Description of the task:
Quote the photomedicine article word for word, everything from "A branch of" down to "blue (blue/green) light.".

Page extract:
──────────

= Photomedicine =

Study of light's effect on human health

Photomedicine is an interdisciplinary branch of medicine that involves the study and application of light with respect to health and disease. Photomedicine may be related to the practice of various fields of medicine including dermatology, surgery, interventional radiology, optical diagnostics, cardiology, circadian rhythm sleep disorders and oncology.

A branch of photomedicine is light therapy in which bright light strikes the retinae of the eyes, used to treat circadian rhythm disorders and seasonal affective disorder (SAD). The light can be sunlight or from a light box emitting white or blue (blue/green) light.

==Examples==

Photomedicine is used as a treatment for many different conditions:
- PUVA for the treatment of psoriasis
- Photodynamic therapy (PDT) for treatment of cancer and macular degeneration - Nontoxic light-sensitive compounds are targeted to malignant or other diseased cells, then exposed selectively to light, whereupon they become toxic and destroy these cells phototoxicity. One dermatological example of PDT is the targeting malignant cells by bonding the light-sensitive compounds to antibodies to these cells; light exposure at particular wavelengths mediates release of free radicals or other photosensitizing agents, destroying the targeted cells.

──────────

Available data:
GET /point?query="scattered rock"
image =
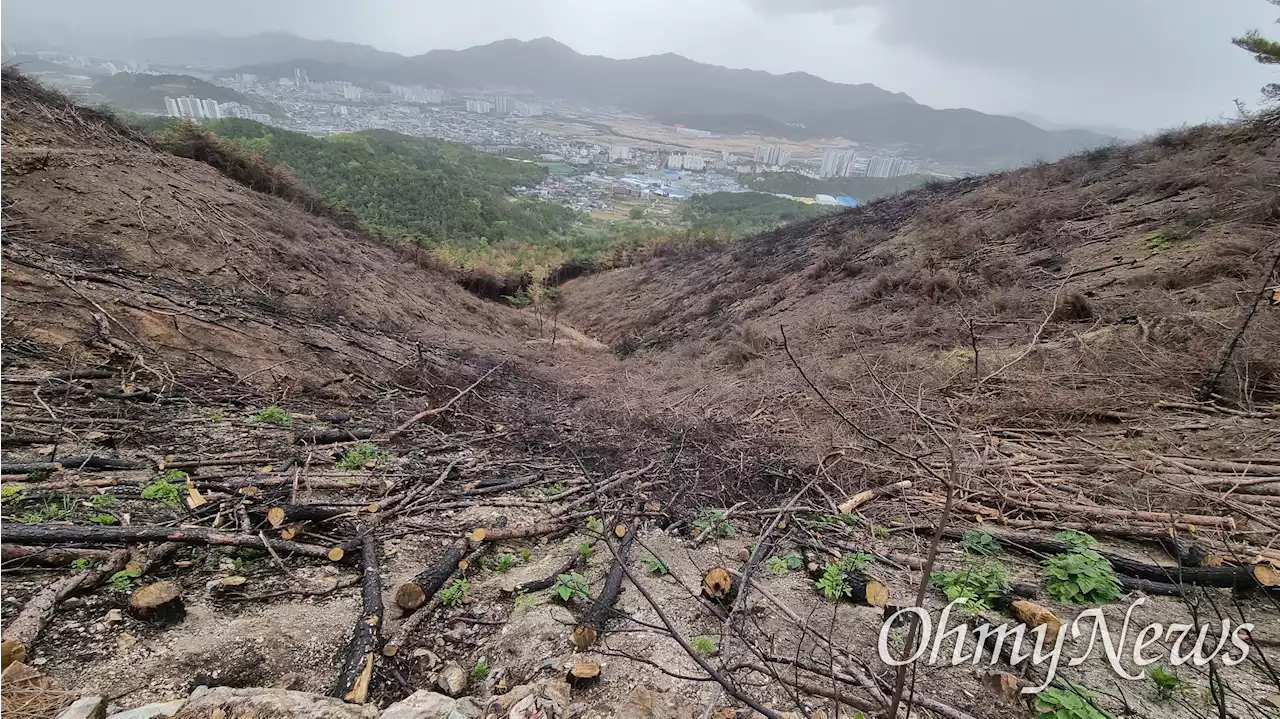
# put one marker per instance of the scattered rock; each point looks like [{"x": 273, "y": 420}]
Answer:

──────────

Response for this exercise:
A branch of photomedicine is light therapy in which bright light strikes the retinae of the eyes, used to treat circadian rhythm disorders and seasonal affective disorder (SAD). The light can be sunlight or from a light box emitting white or blue (blue/green) light.